REQUISITOS → Muestra cada línea de las filas que contenga la palabra "Example". Ten en cuenta las mayúsculas y minúsculas.

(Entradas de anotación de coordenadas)
▶
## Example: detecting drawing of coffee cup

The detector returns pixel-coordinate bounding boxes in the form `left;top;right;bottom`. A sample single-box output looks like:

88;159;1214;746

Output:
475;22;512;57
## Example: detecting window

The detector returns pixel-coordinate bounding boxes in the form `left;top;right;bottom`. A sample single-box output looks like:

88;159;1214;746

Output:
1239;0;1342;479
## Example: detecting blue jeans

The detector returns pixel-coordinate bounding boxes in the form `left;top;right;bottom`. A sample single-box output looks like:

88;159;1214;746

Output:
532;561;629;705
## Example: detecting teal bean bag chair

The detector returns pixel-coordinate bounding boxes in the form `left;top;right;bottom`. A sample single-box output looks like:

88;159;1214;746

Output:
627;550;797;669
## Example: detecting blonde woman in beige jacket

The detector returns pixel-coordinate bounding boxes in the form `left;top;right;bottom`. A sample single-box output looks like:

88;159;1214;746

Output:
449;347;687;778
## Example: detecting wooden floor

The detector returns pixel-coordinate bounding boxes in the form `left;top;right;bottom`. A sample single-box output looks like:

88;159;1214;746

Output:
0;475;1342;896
◀
RESPUESTA →
## Example: detecting drawing of coffee cup
## Example: detecting window
## Example: detecting blue jeans
## Example: detecting teal bean bag chair
## Example: detecting blonde woman in beige jacket
## Example: detecting wooden floor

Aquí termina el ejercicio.